● Records from a segmentation dataset
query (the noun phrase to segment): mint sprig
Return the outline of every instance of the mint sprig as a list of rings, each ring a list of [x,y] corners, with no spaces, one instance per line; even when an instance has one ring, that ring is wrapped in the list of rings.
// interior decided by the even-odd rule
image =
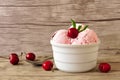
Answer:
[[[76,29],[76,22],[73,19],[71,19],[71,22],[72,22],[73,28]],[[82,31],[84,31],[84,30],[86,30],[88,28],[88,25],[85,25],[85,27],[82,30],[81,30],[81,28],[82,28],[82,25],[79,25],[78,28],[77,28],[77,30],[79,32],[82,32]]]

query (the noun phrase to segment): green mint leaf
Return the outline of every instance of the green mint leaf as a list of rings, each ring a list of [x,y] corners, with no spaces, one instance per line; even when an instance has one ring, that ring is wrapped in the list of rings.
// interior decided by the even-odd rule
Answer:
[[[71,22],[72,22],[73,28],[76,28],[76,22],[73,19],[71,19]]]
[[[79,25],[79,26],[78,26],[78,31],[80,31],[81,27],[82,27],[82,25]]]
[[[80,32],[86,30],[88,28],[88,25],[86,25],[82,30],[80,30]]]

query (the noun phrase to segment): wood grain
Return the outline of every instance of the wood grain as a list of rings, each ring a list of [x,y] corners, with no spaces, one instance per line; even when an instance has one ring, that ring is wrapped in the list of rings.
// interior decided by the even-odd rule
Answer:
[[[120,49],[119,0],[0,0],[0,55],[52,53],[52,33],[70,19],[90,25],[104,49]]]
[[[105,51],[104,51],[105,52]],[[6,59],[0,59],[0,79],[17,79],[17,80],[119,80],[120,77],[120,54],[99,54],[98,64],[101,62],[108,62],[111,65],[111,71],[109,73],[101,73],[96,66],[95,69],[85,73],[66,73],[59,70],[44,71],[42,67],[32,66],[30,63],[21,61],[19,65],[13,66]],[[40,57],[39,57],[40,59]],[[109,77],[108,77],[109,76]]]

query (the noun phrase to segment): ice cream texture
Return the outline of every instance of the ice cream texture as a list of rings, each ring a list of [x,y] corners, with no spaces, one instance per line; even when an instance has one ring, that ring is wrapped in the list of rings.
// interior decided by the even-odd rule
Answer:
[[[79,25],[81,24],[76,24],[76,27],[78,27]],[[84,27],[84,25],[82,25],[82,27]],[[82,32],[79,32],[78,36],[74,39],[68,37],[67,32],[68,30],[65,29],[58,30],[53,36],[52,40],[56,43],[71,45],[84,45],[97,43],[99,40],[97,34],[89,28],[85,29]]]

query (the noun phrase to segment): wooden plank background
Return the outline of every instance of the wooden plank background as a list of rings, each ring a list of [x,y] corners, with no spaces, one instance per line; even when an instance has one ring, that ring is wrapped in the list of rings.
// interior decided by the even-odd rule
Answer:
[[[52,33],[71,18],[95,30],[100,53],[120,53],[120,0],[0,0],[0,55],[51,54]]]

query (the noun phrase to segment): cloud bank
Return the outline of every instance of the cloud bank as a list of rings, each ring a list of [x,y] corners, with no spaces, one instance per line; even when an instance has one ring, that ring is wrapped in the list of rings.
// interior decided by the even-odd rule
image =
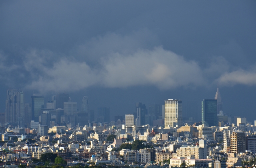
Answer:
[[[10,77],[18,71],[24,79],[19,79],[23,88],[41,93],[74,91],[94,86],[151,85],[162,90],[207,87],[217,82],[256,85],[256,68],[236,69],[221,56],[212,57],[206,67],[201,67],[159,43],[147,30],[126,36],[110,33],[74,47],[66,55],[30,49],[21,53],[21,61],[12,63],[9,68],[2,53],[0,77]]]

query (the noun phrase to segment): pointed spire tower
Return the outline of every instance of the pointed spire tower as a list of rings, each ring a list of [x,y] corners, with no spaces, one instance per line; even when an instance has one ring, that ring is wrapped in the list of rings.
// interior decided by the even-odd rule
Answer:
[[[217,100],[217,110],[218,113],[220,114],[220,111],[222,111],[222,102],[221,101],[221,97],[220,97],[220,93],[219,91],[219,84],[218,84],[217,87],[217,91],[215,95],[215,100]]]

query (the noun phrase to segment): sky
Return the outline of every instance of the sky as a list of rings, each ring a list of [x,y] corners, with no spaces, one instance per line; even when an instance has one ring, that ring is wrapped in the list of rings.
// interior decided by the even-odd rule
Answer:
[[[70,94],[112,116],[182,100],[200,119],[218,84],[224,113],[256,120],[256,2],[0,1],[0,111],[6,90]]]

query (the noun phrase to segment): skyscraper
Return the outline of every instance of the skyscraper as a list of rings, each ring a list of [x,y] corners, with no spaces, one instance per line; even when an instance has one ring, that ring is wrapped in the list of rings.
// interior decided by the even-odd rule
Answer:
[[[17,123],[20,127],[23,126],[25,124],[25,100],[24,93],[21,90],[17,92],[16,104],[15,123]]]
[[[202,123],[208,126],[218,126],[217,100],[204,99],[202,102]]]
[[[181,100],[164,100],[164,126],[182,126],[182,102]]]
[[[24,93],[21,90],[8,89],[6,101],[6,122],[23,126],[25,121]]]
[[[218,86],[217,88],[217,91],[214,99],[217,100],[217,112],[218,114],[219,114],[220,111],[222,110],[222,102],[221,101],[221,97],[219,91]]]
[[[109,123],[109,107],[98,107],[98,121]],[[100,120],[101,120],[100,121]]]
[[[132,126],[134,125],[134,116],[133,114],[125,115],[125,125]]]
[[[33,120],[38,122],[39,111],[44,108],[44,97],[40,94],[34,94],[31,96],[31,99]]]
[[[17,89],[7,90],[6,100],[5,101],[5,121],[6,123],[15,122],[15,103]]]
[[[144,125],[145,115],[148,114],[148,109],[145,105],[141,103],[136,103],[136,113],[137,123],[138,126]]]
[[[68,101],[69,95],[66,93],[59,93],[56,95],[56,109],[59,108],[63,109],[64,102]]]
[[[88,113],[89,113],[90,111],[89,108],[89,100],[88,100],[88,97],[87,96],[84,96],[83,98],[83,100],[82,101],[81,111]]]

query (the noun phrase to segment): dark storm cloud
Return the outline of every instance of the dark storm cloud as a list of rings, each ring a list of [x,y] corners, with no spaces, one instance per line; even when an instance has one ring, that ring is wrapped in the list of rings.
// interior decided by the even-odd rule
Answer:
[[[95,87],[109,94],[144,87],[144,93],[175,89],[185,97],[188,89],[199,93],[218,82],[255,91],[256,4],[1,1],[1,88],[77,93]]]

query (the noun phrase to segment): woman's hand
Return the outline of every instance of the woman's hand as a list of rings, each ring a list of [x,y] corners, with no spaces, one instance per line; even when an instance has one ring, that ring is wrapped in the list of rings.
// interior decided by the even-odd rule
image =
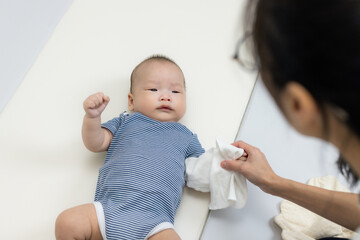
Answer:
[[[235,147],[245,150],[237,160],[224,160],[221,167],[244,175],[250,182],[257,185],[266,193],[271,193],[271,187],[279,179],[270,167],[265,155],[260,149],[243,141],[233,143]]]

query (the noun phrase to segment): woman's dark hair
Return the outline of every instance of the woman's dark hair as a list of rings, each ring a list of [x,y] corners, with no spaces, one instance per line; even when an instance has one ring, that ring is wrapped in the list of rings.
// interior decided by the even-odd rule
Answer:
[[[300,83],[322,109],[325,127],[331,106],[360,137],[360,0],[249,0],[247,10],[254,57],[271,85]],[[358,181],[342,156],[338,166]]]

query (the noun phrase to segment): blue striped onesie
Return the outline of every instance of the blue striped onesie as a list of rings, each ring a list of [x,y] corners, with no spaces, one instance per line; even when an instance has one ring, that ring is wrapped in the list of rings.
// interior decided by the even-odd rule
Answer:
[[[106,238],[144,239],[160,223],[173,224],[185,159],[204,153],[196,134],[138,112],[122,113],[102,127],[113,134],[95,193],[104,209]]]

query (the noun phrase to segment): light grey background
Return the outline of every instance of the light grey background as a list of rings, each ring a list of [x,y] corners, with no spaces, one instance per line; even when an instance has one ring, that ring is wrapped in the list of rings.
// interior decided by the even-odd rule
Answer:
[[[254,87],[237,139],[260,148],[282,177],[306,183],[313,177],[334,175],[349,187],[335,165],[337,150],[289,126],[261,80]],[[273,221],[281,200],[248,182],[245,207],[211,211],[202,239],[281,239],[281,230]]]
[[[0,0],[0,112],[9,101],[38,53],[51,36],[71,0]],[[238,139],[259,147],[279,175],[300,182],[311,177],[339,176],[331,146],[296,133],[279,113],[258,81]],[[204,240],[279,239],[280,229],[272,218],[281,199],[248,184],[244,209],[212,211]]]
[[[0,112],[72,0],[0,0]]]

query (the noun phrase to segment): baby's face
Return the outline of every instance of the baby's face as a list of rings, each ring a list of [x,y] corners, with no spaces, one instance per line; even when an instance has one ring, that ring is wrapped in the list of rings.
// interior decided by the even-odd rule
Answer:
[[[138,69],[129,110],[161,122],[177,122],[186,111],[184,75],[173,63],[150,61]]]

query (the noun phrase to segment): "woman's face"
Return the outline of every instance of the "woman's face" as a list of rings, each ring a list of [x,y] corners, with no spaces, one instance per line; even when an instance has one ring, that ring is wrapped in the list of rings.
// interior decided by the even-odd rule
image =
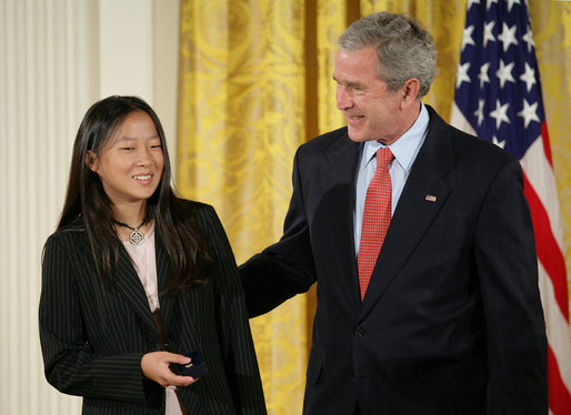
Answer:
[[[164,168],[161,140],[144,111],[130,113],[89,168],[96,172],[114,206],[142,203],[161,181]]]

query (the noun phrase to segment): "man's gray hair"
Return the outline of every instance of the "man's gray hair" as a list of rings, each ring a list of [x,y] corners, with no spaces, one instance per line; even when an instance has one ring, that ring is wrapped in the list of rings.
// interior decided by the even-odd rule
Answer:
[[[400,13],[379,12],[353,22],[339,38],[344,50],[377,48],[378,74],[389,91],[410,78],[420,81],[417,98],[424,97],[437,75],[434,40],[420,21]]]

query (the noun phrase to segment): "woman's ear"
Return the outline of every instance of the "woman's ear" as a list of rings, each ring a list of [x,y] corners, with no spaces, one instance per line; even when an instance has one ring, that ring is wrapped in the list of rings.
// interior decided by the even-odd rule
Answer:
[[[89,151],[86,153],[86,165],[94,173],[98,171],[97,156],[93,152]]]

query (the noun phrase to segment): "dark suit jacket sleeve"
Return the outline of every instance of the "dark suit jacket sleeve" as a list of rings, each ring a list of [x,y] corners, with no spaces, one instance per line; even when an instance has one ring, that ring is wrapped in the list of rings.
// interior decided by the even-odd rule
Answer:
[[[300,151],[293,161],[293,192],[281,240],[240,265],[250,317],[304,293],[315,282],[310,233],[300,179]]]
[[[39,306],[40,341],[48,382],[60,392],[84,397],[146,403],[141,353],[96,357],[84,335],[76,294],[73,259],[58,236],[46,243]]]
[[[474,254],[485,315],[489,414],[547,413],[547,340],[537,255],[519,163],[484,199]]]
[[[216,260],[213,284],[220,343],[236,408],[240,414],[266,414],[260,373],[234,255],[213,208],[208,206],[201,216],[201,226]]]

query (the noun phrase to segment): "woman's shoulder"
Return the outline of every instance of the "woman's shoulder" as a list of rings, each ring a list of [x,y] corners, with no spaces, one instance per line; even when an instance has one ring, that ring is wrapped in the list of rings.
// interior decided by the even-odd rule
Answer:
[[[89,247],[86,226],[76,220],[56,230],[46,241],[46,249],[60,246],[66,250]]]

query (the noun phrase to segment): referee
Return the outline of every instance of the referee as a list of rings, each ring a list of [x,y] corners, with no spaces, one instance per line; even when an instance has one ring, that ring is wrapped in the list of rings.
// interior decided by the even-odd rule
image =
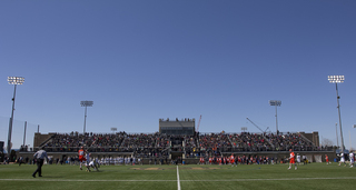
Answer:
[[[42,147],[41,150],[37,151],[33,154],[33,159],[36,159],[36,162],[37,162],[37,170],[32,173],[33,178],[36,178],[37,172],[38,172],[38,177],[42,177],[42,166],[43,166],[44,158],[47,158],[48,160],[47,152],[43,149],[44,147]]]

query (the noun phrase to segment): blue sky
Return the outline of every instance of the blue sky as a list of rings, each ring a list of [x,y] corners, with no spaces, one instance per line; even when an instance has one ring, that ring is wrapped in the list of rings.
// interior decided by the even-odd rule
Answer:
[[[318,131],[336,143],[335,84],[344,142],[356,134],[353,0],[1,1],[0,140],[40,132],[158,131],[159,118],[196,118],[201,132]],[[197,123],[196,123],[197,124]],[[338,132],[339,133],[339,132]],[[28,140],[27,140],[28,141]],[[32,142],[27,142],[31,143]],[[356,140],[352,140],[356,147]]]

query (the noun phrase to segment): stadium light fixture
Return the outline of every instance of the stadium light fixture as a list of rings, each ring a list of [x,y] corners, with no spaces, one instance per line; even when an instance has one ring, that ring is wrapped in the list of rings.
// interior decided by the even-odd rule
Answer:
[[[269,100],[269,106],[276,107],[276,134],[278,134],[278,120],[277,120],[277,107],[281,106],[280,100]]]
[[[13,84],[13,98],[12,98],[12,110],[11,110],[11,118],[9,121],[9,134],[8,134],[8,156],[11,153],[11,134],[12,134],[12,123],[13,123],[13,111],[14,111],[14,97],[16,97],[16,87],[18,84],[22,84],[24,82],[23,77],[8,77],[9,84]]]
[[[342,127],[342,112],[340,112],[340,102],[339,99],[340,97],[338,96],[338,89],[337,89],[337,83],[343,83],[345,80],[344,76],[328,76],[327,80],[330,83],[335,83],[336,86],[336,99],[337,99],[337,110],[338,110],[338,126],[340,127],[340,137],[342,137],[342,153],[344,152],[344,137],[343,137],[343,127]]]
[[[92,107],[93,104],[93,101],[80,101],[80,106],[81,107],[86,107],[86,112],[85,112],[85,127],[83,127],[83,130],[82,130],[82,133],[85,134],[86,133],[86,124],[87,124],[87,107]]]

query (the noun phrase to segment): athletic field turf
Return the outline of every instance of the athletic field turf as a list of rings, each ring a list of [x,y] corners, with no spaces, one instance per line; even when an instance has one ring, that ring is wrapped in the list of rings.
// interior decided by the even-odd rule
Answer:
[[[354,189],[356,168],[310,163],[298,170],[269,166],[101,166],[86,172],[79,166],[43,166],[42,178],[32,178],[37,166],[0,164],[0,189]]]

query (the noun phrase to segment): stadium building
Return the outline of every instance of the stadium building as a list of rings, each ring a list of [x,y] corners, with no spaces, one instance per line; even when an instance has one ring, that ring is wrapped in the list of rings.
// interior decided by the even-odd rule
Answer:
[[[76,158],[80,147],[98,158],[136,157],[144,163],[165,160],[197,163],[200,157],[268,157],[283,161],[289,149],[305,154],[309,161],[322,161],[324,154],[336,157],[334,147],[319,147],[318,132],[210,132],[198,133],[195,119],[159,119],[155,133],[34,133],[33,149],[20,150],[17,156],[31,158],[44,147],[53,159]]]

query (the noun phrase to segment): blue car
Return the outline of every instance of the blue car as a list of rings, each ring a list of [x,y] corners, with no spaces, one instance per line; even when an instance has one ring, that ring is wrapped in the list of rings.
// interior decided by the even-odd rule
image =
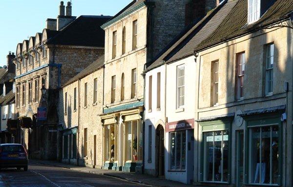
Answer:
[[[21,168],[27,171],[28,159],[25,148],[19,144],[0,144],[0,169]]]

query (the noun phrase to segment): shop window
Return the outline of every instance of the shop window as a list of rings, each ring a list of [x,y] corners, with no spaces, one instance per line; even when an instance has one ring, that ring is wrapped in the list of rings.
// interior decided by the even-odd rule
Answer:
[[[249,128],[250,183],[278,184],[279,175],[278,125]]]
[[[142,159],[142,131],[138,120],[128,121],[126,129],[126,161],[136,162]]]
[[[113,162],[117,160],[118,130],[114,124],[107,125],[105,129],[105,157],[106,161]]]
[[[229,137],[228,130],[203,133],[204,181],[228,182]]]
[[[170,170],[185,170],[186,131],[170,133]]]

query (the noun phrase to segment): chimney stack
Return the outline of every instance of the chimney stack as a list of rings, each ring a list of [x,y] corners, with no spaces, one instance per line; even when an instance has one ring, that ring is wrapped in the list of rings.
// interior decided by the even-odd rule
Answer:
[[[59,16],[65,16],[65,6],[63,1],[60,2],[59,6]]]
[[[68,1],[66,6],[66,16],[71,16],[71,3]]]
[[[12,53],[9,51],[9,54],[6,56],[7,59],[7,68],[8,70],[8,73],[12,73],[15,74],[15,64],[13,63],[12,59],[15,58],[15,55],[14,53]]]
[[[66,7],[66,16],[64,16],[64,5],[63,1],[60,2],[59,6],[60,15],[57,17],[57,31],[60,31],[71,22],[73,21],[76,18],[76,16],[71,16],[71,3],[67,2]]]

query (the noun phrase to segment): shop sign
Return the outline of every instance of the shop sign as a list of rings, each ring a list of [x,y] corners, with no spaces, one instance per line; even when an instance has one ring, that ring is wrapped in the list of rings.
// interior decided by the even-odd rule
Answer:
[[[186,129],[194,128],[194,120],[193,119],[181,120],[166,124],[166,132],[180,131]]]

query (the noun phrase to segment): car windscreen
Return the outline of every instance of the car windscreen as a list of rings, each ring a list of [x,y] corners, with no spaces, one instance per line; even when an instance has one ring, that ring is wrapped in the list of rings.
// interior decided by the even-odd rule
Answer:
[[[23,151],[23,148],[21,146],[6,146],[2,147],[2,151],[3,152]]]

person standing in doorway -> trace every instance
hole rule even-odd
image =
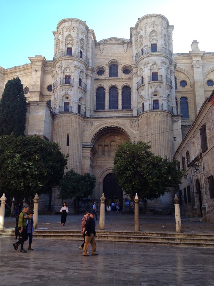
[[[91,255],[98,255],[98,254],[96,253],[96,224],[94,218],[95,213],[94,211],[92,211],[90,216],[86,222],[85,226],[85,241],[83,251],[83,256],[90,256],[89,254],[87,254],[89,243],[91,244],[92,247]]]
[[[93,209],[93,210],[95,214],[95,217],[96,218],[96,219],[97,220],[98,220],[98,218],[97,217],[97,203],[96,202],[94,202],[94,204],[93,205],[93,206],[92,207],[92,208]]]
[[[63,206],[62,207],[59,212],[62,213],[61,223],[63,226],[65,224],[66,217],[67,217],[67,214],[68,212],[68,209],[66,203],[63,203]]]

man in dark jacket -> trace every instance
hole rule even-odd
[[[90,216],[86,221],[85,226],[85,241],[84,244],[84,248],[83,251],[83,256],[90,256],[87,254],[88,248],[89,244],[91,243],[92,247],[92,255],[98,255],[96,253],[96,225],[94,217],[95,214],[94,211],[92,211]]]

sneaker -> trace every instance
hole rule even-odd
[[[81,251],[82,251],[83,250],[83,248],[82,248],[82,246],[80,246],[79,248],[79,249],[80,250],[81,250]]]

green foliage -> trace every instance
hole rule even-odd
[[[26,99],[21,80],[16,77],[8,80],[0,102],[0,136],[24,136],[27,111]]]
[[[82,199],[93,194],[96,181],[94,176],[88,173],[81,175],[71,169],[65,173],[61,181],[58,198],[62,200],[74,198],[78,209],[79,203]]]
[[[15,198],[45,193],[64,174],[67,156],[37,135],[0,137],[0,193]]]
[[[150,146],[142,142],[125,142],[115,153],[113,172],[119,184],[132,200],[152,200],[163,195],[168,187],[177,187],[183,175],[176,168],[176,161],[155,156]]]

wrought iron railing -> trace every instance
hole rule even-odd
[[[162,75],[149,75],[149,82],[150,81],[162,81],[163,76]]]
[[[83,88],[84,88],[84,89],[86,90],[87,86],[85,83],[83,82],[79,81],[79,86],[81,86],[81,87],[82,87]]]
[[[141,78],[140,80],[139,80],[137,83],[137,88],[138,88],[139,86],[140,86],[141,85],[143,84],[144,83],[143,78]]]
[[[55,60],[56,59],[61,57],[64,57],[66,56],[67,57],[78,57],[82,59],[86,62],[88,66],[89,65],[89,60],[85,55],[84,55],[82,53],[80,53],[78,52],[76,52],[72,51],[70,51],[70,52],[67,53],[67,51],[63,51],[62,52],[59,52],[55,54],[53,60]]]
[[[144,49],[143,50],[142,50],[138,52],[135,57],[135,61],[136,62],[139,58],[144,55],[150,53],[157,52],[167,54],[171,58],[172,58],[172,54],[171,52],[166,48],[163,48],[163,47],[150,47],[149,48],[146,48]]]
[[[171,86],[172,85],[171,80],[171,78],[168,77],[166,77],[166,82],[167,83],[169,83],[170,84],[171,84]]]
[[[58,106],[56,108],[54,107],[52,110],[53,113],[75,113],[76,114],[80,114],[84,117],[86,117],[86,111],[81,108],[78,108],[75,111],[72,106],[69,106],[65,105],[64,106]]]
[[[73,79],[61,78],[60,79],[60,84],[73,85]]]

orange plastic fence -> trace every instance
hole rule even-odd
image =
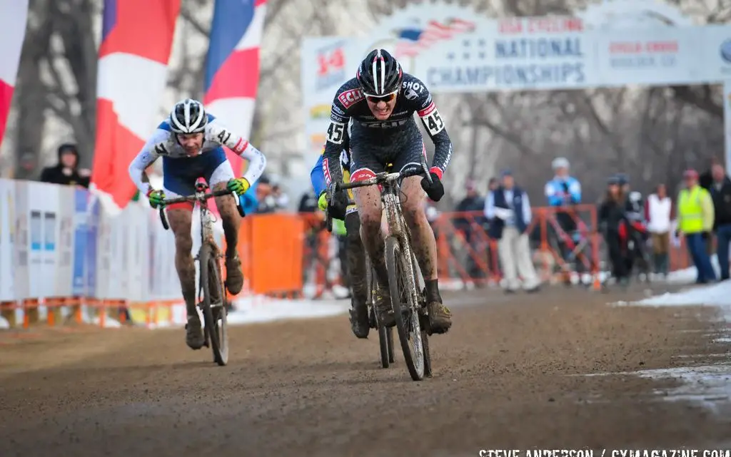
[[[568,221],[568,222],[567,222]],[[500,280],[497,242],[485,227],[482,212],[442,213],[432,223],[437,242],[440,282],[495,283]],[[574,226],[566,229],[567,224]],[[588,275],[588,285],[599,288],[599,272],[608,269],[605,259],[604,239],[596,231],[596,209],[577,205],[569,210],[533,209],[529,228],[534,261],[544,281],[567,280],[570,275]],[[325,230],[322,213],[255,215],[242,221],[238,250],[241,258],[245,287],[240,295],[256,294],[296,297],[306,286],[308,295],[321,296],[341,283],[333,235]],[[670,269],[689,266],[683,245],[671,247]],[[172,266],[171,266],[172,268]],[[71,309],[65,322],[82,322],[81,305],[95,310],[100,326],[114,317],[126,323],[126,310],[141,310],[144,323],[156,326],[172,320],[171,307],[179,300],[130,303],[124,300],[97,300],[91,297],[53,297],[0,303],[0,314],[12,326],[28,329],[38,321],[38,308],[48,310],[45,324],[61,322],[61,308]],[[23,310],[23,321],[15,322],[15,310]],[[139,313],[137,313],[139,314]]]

● Given request
How many lines in the items above contain the string "striped"? Reply with the number only.

● Written solution
2